* _What this task involves_
Update the rows below so that every "chestnut neck" becomes "white throat", with everything else left unchanged.

Excerpts of pointing data:

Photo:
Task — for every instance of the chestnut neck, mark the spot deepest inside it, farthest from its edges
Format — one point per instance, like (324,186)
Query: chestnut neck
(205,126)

* _Reply_
Photo:
Task — for every instance of the white throat, mark the spot deepest inside it, farthest from its edges
Format — one point per instance, like (324,186)
Query: white throat
(205,126)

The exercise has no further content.